__Data for processing__.
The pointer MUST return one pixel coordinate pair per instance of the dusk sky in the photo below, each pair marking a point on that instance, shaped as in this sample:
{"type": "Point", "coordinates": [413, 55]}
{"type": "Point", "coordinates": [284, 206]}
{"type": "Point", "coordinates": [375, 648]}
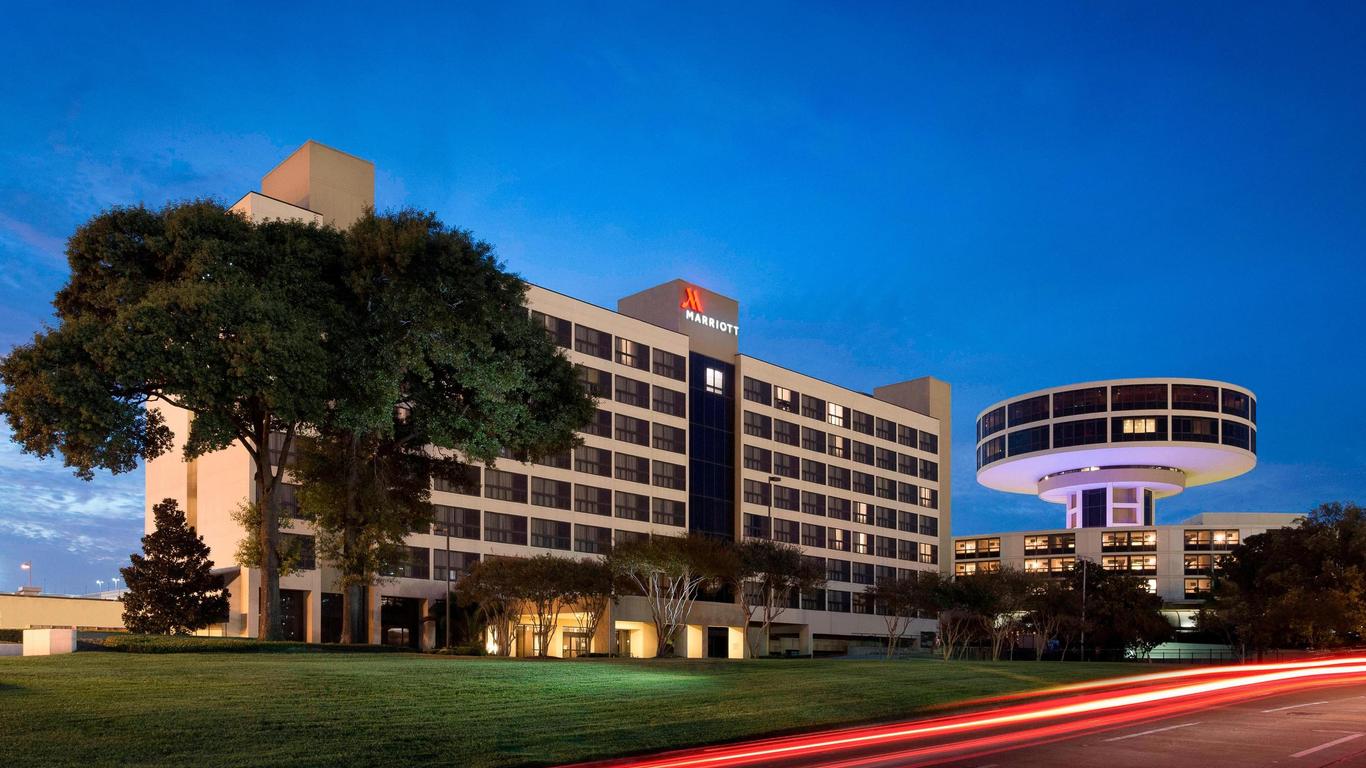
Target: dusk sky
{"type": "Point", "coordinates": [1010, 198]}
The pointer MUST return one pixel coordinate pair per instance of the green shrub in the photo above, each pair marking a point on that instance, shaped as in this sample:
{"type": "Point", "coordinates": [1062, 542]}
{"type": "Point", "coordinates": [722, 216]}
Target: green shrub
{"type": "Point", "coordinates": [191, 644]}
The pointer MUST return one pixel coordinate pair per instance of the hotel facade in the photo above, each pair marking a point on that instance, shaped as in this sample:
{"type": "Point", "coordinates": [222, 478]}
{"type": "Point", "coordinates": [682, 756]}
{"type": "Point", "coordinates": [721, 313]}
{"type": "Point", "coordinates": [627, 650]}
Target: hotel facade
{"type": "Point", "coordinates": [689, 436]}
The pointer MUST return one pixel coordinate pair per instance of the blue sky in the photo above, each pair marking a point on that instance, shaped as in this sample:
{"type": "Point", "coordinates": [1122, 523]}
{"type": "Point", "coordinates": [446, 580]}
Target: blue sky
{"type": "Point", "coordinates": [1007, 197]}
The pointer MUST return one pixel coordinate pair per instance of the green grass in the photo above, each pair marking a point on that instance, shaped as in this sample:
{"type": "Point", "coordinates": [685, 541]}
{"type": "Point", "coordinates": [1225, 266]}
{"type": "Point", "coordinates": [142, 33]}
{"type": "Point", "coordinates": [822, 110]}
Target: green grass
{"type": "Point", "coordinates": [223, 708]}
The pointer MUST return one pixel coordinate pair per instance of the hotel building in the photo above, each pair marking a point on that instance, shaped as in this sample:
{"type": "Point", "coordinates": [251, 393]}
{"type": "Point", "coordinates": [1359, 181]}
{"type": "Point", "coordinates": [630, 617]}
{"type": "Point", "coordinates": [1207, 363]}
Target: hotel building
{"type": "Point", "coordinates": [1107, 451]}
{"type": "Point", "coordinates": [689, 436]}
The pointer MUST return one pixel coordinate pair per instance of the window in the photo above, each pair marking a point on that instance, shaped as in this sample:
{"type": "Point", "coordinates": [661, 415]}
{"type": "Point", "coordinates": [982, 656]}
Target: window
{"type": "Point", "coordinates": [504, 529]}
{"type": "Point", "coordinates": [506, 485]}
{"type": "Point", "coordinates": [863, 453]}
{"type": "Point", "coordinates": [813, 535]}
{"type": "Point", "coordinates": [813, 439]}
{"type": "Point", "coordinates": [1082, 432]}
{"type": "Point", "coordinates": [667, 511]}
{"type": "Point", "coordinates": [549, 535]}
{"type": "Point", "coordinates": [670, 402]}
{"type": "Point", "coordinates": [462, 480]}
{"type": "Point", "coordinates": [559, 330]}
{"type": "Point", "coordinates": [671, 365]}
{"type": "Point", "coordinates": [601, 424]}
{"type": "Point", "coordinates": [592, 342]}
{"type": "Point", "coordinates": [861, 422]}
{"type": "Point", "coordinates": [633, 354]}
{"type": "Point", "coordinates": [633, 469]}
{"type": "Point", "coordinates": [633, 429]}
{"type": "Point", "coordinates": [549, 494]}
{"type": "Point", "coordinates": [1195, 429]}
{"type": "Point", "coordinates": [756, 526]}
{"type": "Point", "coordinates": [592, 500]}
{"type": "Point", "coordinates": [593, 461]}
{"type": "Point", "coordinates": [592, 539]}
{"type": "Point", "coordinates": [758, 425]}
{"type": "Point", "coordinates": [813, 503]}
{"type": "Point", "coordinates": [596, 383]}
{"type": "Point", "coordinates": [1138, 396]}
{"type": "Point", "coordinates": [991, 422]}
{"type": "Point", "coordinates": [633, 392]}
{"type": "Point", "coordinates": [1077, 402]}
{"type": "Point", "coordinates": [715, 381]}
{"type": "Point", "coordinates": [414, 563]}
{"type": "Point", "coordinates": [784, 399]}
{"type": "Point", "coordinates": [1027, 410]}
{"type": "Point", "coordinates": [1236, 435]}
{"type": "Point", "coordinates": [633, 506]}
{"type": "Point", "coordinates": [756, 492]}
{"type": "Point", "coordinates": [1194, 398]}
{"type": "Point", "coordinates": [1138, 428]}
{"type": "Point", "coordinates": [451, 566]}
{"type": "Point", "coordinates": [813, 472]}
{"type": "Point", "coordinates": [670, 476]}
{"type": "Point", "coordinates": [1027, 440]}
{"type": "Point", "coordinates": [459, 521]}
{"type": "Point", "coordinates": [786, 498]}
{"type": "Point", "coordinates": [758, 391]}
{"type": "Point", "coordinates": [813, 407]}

__Work required__. Work out how many lines of the listing above contain the word "window". Give only the number.

__Solution for this task__. 2